= Beginning of Section =

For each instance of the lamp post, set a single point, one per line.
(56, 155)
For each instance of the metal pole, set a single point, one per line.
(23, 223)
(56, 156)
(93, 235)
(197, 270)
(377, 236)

= End of Section =

> _YOUR GOAL_: Your task is to give the records above again, exactly.

> _RESULT_:
For each instance of the lamp post, set a single point, one per line.
(56, 155)
For each instance of the metal pole, set a single point, one per line.
(23, 223)
(56, 156)
(93, 235)
(197, 270)
(377, 236)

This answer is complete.